→ Text section
* * * * *
3. **If Ambiguous, ASK USER (Priority 3)**
   - "I see you have [PRD/ADR/Epic/Stories]. Should I create:
     - (A) System-level test design (PRD + ADR → Architecture doc + QA doc)?
     - (B) Epic-level test design (Epic → Single test plan)?"

**Mode Descriptions:**

**System-Level Mode (PRD + ADR Input)**
- **When to use:** Early in project (Phase 3 Solutioning), architecture being designed
- **Input:** PRD, ADR, architecture.md (optional)
- **Output:** TWO documents
  - `test-design-architecture.md` (for Architecture/Dev teams)
  - `test-design-qa.md` (for QA team)
- **Focus:** Testability assessment, ASRs, NFR requirements, Sprint 0 setup

**Epic-Level Mode (Epic + Stories Input)**
- **When to use:** During implementation (Phase 4), per-epic planning
- **Input:** Epic, Stories, tech-specs (optional)
- **Output:** ONE document
  - `test-design-epic-{N}.md` (combined risk assessment + test plan)
- **Focus:** Risk assessment, coverage plan, execution order, quality gates

**Key Insight: TEA Works Standalone OR Integrated**

**Standalone (No BMad artifacts):**
- User provides PRD + ADR → System-Level Mode
- User provides Epic description → Epic-Level Mode
- TEA doesn't mandate full BMad workflow

**BMad-Integrated (Full workflow):**
- BMad creates `sprint-status.yaml` → Automatic Epic-Level detection
- BMad creates PRD, ADR, architecture.md → Automatic System-Level detection
- TEA leverages BMad artifacts for richer context

**Message to User:**
> You don't need to follow full BMad methodology to use TEA test-design.
> Just provide PRD + ADR for system-level, or Epic for epic-level.
> TEA will auto-detect and produce appropriate documents.

**Halt Condition:** If mode cannot be determined AND user intent unclear AND required files missing, HALT and notify user:
- "Please provide either: (A) PRD + ADR for system-level test design, OR (B) Epic + Stories for epic-level test design"
* * * * *
→ Data extract

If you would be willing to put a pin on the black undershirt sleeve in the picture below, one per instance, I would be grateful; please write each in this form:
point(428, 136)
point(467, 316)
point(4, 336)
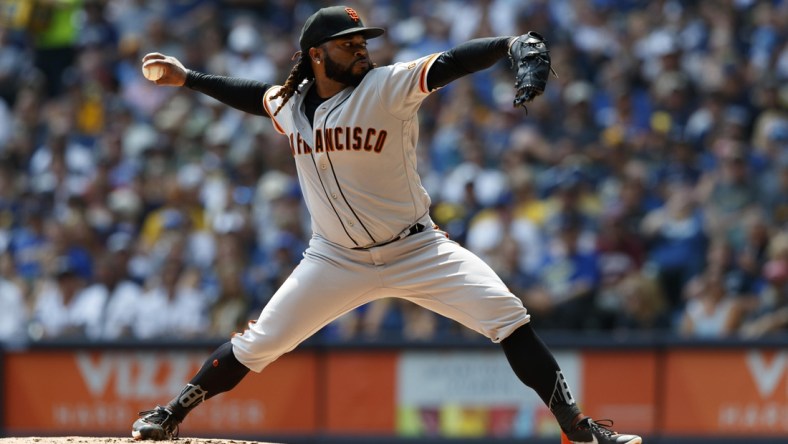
* * * * *
→ Short exercise
Copy out the whole text on TEA test-design modes. These lines were taken from a different source.

→ The result
3. **If Ambiguous, ASK USER (Priority 3)**
   - "I see you have [PRD/ADR/Epic/Stories]. Should I create:
     - (A) System-level test design (PRD + ADR → Architecture doc + QA doc)?
     - (B) Epic-level test design (Epic → Single test plan)?"

**Mode Descriptions:**

**System-Level Mode (PRD + ADR Input)**
- **When to use:** Early in project (Phase 3 Solutioning), architecture being designed
- **Input:** PRD, ADR, architecture.md (optional)
- **Output:** TWO documents
  - `test-design-architecture.md` (for Architecture/Dev teams)
  - `test-design-qa.md` (for QA team)
- **Focus:** Testability assessment, ASRs, NFR requirements, Sprint 0 setup

**Epic-Level Mode (Epic + Stories Input)**
- **When to use:** During implementation (Phase 4), per-epic planning
- **Input:** Epic, Stories, tech-specs (optional)
- **Output:** ONE document
  - `test-design-epic-{N}.md` (combined risk assessment + test plan)
- **Focus:** Risk assessment, coverage plan, execution order, quality gates

**Key Insight: TEA Works Standalone OR Integrated**

**Standalone (No BMad artifacts):**
- User provides PRD + ADR → System-Level Mode
- User provides Epic description → Epic-Level Mode
- TEA doesn't mandate full BMad workflow

**BMad-Integrated (Full workflow):**
- BMad creates `sprint-status.yaml` → Automatic Epic-Level detection
- BMad creates PRD, ADR, architecture.md → Automatic System-Level detection
- TEA leverages BMad artifacts for richer context

**Message to User:**
> You don't need to follow full BMad methodology to use TEA test-design.
> Just provide PRD + ADR for system-level, or Epic for epic-level.
> TEA will auto-detect and produce appropriate documents.

**Halt Condition:** If mode cannot be determined AND user intent unclear AND required files missing, HALT and notify user:
- "Please provide either: (A) PRD + ADR for system-level test design, OR (B) Epic + Stories for epic-level test design"